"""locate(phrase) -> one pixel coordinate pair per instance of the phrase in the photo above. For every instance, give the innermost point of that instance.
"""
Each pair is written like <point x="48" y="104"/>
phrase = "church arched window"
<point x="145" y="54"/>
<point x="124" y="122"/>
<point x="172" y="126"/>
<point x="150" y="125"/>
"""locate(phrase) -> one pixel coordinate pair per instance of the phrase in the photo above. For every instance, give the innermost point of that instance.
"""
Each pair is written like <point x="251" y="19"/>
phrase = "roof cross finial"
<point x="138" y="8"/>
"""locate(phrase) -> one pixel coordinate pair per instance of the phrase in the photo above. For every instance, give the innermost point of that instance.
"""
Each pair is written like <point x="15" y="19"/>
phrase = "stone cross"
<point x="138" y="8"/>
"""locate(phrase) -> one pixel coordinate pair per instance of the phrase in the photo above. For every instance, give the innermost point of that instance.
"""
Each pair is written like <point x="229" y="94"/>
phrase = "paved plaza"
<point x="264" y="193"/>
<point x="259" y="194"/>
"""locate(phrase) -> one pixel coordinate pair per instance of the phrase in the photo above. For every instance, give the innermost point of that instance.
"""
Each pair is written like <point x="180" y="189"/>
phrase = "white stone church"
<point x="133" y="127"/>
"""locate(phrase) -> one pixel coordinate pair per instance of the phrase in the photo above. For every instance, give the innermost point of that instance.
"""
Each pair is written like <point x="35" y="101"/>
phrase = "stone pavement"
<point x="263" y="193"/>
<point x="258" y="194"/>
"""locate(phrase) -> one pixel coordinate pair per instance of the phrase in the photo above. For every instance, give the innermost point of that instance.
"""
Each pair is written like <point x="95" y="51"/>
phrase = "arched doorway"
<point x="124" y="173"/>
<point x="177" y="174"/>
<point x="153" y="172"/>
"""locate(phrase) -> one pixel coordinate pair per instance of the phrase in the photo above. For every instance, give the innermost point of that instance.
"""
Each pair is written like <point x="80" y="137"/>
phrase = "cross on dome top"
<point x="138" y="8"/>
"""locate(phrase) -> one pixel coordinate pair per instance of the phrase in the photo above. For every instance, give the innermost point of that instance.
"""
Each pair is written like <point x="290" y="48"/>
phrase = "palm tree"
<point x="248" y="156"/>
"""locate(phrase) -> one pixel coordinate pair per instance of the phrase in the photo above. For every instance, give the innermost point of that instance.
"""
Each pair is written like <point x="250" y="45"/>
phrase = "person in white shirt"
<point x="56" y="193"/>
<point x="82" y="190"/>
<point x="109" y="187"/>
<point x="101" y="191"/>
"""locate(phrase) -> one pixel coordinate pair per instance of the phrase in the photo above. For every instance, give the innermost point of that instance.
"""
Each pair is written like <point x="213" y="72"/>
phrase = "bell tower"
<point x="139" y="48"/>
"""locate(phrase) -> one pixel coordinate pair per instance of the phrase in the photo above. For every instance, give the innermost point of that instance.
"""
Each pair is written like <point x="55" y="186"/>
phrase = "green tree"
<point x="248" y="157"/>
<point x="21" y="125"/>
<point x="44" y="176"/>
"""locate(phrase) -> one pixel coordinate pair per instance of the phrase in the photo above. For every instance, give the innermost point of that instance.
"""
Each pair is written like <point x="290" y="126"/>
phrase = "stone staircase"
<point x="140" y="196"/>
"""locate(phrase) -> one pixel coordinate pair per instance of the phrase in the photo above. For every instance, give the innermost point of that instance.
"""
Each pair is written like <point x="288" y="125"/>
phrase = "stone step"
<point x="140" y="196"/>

◆ **DESCRIPTION OF THE TASK**
Extract each line of the items above that contains the word "stone".

◆ **EXPECTED ANSWER**
phrase = "stone cross"
phrase = "white stone church"
phrase = "stone pavement"
phrase = "stone staircase"
phrase = "stone step"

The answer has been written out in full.